Предоставленный отрывок:
┌──

Рассказывать для учителей привычно и в удовольствие. Их речь, гладкая, как галька, отшлифованная образованием. Прекрасно скользит по поверхности. Прыг, прыг… еще раз прыг… А потом– камнем на дно.

* * *

Учитель не может быть с учениками на равных, потому что они всегда главнее. А он только старше.

* * *

Не загоняйте себя в ловушку: не разговаривайте с детьми ультиматумами.

* * *

Один из самых больших комплиментов от бывших учеников, который может услышать учитель, что он всегда думал о них намного лучше, чем было на самом деле, и им вольно или невольно приходилось соответствовать образу. Вопрос в том, что в первую очередь человек видит в другом – червоточинку или изюминку?

* * *

Почему идеальные представления об учителе и учительском долге приходят на ум, когда мы – вне детей, но как только мы с ними, получается по-другому?..

Фото Е.КРЫЛОВА

Никто не хотел обижать

Первый год работы в школе проходил на редкость удачно. Мне сразу дали 10-й класс. Отношения с ребятами сложились хорошие, уважительные. Я вел себя с ними просто, но не допускал фамильярности. Через несколько месяцев за мной установилась репутация строгого, требовательного, но справедливого учителя.

└──

Записи из источника данных:
┌──

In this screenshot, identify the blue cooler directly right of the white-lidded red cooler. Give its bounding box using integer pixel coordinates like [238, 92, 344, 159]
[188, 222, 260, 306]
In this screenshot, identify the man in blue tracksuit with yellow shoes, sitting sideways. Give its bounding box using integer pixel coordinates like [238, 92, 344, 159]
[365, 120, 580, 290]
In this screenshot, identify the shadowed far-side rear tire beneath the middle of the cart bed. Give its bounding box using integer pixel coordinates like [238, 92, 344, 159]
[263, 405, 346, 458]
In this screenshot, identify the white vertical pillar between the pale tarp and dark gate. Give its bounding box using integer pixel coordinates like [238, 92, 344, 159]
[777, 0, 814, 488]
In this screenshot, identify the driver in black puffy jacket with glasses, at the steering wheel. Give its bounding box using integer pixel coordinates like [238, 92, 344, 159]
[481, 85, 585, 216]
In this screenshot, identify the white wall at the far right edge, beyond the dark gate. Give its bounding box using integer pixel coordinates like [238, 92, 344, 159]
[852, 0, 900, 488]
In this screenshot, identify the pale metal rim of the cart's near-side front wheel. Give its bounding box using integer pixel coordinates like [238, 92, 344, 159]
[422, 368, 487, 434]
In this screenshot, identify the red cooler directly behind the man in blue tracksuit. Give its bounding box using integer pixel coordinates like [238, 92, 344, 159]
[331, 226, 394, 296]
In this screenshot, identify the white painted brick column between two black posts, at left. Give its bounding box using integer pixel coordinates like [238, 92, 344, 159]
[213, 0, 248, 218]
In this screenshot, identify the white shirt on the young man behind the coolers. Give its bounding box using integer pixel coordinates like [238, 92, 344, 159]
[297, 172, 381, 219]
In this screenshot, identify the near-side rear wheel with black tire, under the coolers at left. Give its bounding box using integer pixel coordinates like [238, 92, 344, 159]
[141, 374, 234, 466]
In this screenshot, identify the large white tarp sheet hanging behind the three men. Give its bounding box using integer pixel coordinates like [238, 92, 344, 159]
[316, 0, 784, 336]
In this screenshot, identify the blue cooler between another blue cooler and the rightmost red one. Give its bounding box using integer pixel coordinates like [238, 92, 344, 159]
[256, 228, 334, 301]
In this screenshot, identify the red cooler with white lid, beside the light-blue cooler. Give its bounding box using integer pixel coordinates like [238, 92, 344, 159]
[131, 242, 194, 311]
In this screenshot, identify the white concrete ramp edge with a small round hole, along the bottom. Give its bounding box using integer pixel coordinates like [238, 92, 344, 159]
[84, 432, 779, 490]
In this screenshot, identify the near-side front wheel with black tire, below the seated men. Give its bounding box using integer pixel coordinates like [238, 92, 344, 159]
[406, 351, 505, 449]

└──

Ваши задания:
**a.** Какой класс, согласно фрагменту об учителях, дали в первый год работы в школе?
**b.** Повторите дословно часть фрагмента об учителях от слов «Один из самых» до слов «ними, получается по-другому?..» включительно.

Решения заданий:
**a.** 10-й класс.

**b.**
Один из самых больших комплиментов от бывших учеников, который может услышать учитель, что он всегда думал о них намного лучше, чем было на самом деле, и им вольно или невольно приходилось соответствовать образу. Вопрос в том, что в первую очередь человек видит в другом – червоточинку или изюминку?

* * *

Почему идеальные представления об учителе и учительском долге приходят на ум, когда мы – вне детей, но как только мы с ними, получается по-другому?..